======== 出典 ========

2016-04-14 20:38:24 | その他

 

こういうタイプの作品も吉田篤弘が書いていたのか、とちょっと驚く。でも、この森見とか万城目とかを思わせる一見ふざけた作品が、実はその後の彼の作品に繋がることは明白で、300ページ以上に及ぶ大作はホラ話スレスレで実はとても生真面目な彼らしい。

 

曇天先生は上野の美術館で、ダ・ヴィンチの『受胎告知』の絵の中に入り込む。そこから始まるお話だ。(なんでモナリザではないのか、と思わせるのがミソ)人間が2次元の絵画の中に入り込んで、しかも、絵画には奥があり、そこで他の絵ともつながっていて、とかいうどうでもいいようなお話が延々と続く。これは彼と彼の助手であるアノウエ君(いのうえ、なのに!)の冒険物語である。

 

ルイジアーノの『十二人の船乗り』という絵の中の人(12人のひとり)が逃亡して、彼を探すふたりが、風呂屋のペンキ絵(もちろん、富士山)なんていう悪所もなんのその、三日坊主に導かれ、クライマックスまで、一気に。さて、彼らは無事彼を探し出せるのか、なんていう一応冒険もの。ということにしたけど、実はそうでもない。

 

50歳になった曇天先生は、人生のもう絶対に後半戦に突入した自分のことを考える。なんとなく生きてきた人生を振り返る。この先はもう長くないし、特別なんてないだろう。そんなときにこの不思議に行き当たる。バカバカしいお話だが、そこにあるのは、人生って何があるかはわからない、というなんだか、わかりきった答えだ。これはよくあるようなファンタジーではない。ある種の諦念から始まるドラマで、彼ら2人のあほらしく冗談のような話は、わかりきった人生なんかない、というとてもわかりやすい答えを提示する。だから、これは真面目な吉田篤弘らしい、というのだ。

========

### 練習問題
書評のうち「こういうタイプの作品も吉田篤」から始まり「吉田篤弘らしい、というのだ。」まで続く部分を、「曇天先生」を「晴天先生」に置き換えて書き直してください。

======== 表示情報 ========

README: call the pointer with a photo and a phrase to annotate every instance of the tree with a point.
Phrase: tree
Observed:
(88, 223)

========

### 解答
こういうタイプの作品も吉田篤弘が書いていたのか、とちょっと驚く。でも、この森見とか万城目とかを思わせる一見ふざけた作品が、実はその後の彼の作品に繋がることは明白で、300ページ以上に及ぶ大作はホラ話スレスレで実はとても生真面目な彼らしい。

 

晴天先生は上野の美術館で、ダ・ヴィンチの『受胎告知』の絵の中に入り込む。そこから始まるお話だ。(なんでモナリザではないのか、と思わせるのがミソ)人間が2次元の絵画の中に入り込んで、しかも、絵画には奥があり、そこで他の絵ともつながっていて、とかいうどうでもいいようなお話が延々と続く。これは彼と彼の助手であるアノウエ君(いのうえ、なのに!)の冒険物語である。

 

ルイジアーノの『十二人の船乗り』という絵の中の人(12人のひとり)が逃亡して、彼を探すふたりが、風呂屋のペンキ絵(もちろん、富士山)なんていう悪所もなんのその、三日坊主に導かれ、クライマックスまで、一気に。さて、彼らは無事彼を探し出せるのか、なんていう一応冒険もの。ということにしたけど、実はそうでもない。

 

50歳になった晴天先生は、人生のもう絶対に後半戦に突入した自分のことを考える。なんとなく生きてきた人生を振り返る。この先はもう長くないし、特別なんてないだろう。そんなときにこの不思議に行き当たる。バカバカしいお話だが、そこにあるのは、人生って何があるかはわからない、というなんだか、わかりきった答えだ。これはよくあるようなファンタジーではない。ある種の諦念から始まるドラマで、彼ら2人のあほらしく冗談のような話は、わかりきった人生なんかない、というとてもわかりやすい答えを提示する。だから、これは真面目な吉田篤弘らしい、というのだ。